* Selected excerpt
Aegis Orchestrator
SEAL Gateway

Observability

Structured logs, audit events, and the telemetry surfaces the SEAL Gateway exposes today — plus the gaps you need to know about.

Observability

The gateway gives you two observability surfaces: structured logs emitted by tracing and audit events persisted to the gateway_events table. Between them you can answer most "what happened when, and why" questions without instrumenting anything else.

What you do not get — yet — is a Prometheus scrape endpoint or an OTLP trace exporter. Both are on the roadmap; today the gateway is observable through logs and the audit table only. Plan accordingly.


Structured Logging

Logging is provided by tracing plus tracing-subscriber::EnvFilter. The filter directive comes from the RUST_LOG environment variable.

The gateway initializes the subscriber once at startup with the default fmt layer, which writes human-readable lines to stderr. Structured JSON output is not enabled in the current build — if you need machine-parsed logs, capture stderr through a log shipper that does the parsing (Vector, Fluent Bit, the OTel Collector's filelog receiver) until JSON output lands.

Raw records:

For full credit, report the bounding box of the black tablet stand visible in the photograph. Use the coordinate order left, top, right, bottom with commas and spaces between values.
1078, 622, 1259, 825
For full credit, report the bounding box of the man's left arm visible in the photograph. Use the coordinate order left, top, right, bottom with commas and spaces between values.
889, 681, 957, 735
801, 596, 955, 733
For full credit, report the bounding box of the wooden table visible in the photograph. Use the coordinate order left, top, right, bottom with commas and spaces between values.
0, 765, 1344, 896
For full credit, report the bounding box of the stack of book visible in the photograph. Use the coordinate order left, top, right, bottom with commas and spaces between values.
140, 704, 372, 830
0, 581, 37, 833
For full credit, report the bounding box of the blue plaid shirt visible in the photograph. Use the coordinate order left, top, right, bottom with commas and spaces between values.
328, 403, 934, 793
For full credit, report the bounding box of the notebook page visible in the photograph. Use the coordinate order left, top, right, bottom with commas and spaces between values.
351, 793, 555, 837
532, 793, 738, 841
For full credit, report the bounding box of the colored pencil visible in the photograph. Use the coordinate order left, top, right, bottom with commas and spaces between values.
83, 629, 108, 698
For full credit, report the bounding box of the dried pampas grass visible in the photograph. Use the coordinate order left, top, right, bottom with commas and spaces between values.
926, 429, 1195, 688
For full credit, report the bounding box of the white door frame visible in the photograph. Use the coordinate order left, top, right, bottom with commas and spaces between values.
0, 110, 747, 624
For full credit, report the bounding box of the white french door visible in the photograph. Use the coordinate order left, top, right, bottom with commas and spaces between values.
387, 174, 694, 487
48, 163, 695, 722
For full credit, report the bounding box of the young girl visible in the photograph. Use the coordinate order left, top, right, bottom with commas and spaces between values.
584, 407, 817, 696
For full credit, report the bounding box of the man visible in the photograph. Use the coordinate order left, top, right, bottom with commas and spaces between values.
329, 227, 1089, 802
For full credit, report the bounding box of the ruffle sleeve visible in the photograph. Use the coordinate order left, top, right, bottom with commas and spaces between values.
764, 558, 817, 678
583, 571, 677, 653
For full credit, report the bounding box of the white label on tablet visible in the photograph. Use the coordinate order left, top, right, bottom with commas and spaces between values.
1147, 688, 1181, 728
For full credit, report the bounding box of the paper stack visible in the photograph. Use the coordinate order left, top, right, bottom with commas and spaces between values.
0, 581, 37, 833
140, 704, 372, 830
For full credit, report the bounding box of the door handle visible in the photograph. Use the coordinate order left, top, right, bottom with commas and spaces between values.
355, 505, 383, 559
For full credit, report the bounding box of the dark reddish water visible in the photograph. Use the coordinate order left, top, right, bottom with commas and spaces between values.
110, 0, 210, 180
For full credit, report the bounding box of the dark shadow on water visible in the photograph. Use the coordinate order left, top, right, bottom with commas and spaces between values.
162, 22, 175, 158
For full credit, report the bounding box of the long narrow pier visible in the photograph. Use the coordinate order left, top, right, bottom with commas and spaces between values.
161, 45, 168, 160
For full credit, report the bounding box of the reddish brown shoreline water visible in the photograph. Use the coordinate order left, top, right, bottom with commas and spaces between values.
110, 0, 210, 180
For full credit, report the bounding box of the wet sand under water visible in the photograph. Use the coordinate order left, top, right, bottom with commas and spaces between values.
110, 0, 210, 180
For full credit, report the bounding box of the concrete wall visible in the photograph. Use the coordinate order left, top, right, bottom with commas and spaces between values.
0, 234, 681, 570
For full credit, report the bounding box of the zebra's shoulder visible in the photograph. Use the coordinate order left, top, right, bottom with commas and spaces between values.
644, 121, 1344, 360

* Goals
(1) Turn the paragraph of the observability page that opens "The gateway initializes the subscriber" into a short bulleted list that keeps its main facts.
(2) Reproduce word for word the part of the observability page between "The gateway gives" and "RUST_LOG environment variable.", inclusive.
The items stand apart from the observability page and are separate material.

* Answers in order
(1)
- The gateway initializes the subscriber once at startup, using the default fmt layer.
- This layer writes human-readable lines to stderr.
- The current build does not enable structured JSON output.
- Until JSON output arrives, get machine-parsed logs by capturing stderr through a log shipper that does the parsing, such as Vector, Fluent Bit or the OTel Collector's filelog receiver.

(2)
The gateway gives you two observability surfaces: structured logs emitted by tracing and audit events persisted to the gateway_events table. Between them you can answer most "what happened when, and why" questions without instrumenting anything else.

What you do not get — yet — is a Prometheus scrape endpoint or an OTLP trace exporter. Both are on the roadmap; today the gateway is observable through logs and the audit table only. Plan accordingly.


Structured Logging

Logging is provided by tracing plus tracing-subscriber::EnvFilter. The filter directive comes from the RUST_LOG environment variable.